:: Excerpt provided

Imaginary Friends Aren’t Bad
by Holly Varni
May 23, 2013

My dog has an imaginary friend. In talking to other dog owners, I’ve learned that this is unusual. Her hallucinations make her unique. She’s a Yorkie-Poo ~ that’s supposed to be intelligent, but I believe that’s personal opinion rather than fact.

Her favorite thing to do is bolt to the closet in our bedroom where a long mirror reaches to the floor. She sits in front of it and has lengthy “discussions” with the dog in the reflection. She puts her nose to the glass and sniffs. She barks and whines but never gets the response for which she’s hoping.

You’d think that she would catch on, but her commitment to this image doesn’t falter. Day after day she visits the reflection, always trying to coax it to come out and play. She truly believes there’s another dog staring back at her, that we are hiding a friend in the closet, separating her from a fellow canine companion.

Watching her do this, brought to memory a scene from one of my favorite ‘feel good… rated G… sit down and be reminded of a simpler time’ movies….Anne of Green Gables.  Remember the moment when Anne is still living at the orphanage and life is so incredibly miserable and lonely for her that she begins to have conversations with her “window friend, Katie?”  Anne finds no solace in her existence, so she slips into the imaginary world for the sake of survival. Concerned that Anne has gone over the deep end with her middle of the night whisperings to the window, the headmistress selects Anne to be the next orphan adopted.

For the record, I don’t think Anne was crazy. Both Anne and my dog are reaching out for the comfort of knowing that they are not alone. Don’t we all do this sometimes?  A friend of mine talks to the piles of junk her kids leave on the floor and to the mess in the kitchen. Nothing talks back of course, including the kids who only roll their eyes, but she feels better releasing those grumblings of frustration.

When things get overwhelming or stressful, don’t those to-do lists sound more organized said out loud? If you handled a situation really poorly, don’t you imagine how it would have turned out if the right words had been spoken? The best “comebacks” for me always spring to mind the next day, after I’ve gone through the episode in my head a thousand times.

My father is famous for conversations with himself. Growing up, we would watch him in the backyard sitting on a lawn chair, watering the plants and grass with his lips moving. He could mumble and talk to himself for hours on the weekends.

::::
:: Information shown

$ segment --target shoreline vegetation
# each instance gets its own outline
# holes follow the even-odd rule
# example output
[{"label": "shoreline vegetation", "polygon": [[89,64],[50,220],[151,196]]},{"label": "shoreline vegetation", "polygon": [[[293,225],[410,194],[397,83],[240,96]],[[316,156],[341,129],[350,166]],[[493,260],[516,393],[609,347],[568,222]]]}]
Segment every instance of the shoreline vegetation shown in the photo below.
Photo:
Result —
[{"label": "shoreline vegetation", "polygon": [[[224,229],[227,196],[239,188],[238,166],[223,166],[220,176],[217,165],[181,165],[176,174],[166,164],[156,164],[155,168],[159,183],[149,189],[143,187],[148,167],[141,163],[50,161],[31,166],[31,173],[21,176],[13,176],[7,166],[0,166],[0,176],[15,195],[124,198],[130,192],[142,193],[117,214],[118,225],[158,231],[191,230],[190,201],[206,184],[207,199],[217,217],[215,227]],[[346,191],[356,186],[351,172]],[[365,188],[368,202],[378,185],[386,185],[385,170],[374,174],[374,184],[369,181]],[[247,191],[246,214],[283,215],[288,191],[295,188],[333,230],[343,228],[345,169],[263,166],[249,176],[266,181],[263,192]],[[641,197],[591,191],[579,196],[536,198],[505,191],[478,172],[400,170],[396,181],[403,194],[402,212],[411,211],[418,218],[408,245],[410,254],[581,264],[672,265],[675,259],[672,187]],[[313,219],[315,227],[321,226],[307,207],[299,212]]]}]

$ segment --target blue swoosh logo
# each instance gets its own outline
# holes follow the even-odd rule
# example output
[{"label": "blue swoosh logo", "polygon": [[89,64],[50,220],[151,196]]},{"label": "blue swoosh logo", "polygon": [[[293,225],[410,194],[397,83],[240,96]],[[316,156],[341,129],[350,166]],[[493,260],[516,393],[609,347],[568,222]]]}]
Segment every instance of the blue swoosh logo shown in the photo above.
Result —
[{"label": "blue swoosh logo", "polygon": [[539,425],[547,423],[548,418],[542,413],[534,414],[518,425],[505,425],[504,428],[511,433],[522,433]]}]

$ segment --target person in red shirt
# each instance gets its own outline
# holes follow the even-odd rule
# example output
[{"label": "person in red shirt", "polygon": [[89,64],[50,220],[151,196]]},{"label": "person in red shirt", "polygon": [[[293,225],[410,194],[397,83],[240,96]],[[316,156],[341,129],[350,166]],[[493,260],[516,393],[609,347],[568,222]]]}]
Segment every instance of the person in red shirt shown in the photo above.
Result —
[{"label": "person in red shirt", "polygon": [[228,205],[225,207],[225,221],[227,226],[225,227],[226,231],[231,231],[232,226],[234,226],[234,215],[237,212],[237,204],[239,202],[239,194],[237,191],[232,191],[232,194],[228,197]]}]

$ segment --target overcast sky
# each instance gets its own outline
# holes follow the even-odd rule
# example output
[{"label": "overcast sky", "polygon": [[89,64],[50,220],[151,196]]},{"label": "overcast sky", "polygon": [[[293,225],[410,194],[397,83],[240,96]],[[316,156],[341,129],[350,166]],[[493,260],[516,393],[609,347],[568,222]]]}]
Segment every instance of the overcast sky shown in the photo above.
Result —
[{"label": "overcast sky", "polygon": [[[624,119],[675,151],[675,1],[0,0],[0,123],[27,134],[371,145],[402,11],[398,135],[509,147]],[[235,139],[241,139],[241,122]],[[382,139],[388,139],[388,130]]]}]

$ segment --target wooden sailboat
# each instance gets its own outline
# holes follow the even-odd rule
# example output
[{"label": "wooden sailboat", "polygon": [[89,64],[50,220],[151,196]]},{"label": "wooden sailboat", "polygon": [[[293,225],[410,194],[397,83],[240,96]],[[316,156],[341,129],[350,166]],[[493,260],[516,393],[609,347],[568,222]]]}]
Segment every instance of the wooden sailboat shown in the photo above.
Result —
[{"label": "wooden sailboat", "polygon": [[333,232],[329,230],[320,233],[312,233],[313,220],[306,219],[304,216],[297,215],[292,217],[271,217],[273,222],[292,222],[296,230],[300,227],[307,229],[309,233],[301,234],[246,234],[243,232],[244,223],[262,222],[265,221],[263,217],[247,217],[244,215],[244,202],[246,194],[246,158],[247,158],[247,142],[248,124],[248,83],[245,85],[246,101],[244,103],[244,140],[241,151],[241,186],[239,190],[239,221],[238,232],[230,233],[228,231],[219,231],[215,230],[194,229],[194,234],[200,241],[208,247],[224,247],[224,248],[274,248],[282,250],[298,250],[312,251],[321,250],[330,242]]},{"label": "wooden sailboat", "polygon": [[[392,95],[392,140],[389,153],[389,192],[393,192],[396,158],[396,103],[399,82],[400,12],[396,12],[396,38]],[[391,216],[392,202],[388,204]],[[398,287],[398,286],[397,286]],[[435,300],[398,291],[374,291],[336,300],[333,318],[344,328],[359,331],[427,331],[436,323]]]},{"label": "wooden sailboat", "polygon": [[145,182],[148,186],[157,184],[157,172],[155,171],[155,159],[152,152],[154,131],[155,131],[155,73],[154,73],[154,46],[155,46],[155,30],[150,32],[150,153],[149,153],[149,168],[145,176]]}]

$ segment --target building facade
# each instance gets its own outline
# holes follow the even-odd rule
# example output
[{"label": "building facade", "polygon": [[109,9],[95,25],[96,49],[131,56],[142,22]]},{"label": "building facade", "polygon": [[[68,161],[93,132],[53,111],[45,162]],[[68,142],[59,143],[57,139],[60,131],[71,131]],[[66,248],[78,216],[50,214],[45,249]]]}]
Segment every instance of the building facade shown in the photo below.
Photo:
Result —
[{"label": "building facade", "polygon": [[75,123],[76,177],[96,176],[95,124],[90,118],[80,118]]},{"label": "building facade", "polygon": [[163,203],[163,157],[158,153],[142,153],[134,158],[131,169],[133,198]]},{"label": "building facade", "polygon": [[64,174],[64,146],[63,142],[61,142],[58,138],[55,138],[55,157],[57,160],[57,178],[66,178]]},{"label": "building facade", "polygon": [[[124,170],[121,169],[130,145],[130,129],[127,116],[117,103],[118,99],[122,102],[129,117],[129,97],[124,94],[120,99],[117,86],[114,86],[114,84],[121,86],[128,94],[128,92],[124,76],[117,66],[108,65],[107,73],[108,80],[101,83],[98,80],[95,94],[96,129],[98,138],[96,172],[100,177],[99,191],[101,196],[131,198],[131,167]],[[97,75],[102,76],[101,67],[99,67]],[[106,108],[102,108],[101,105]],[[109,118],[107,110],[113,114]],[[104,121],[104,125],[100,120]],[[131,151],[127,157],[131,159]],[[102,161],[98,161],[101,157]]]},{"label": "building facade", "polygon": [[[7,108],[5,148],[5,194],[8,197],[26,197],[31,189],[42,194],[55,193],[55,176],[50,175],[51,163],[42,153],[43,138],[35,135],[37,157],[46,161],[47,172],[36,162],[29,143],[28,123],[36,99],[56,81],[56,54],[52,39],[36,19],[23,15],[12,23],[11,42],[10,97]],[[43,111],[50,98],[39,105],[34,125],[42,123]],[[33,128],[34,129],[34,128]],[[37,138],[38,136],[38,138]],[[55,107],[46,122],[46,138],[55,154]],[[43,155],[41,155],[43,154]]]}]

::::

▸ Assignment: Can you continue the essay on imaginary friends from after its last paragraph, about the father talking to himself in the backyard?

▸ Answer space:
My mom always said that he was sorting out things at work, going through meetings that should have gone better.  If there is a gene for talking to yourself, I’ve inherited it. My kids catch me doing it now. They always ask, “Who are you talking to?” I laugh and say, “Papa’s friends.”

Are these muttering of madness? No. Psychologists have studied how young children cannot problem solve internally, so many talk the issues out loud and then stop around the age of five when society says that’s wrong. In business, when team meetings gather to talk out loud, they call it “brainstorming.” The rule is not to filter but blurt out whatever pops to mind. Creativity flows from hearing spoken words, rather than silent thoughts, and sparks amazing ideas.

I’ve concluded that imaginary friends aren’t bad. I believe it’s our conscious keeping us in check and is our mind’s way of cleaning out the clutter. When working on problems, instead of creating a headache, I say let a few audible words leak out. It’s a sign that you’re processing the events in your life and figuring out where you went wrong and how you can improve.

Are Anne, my dad, my dog and I crazy? Before you decide, let me remind you that the story ended really well for Anne. She not only succeeded triumphantly but rose to be a strong heroine. My dad is extremely happy in retirement, though he does whistle now more than he talks to himself. I’m still in the middle of my story, so we won’t know my ending for some time. And as for my dog, if talking to her reflection saves us from adopting a second dog, I’ll encourage her to spend time with her reflection companion forever!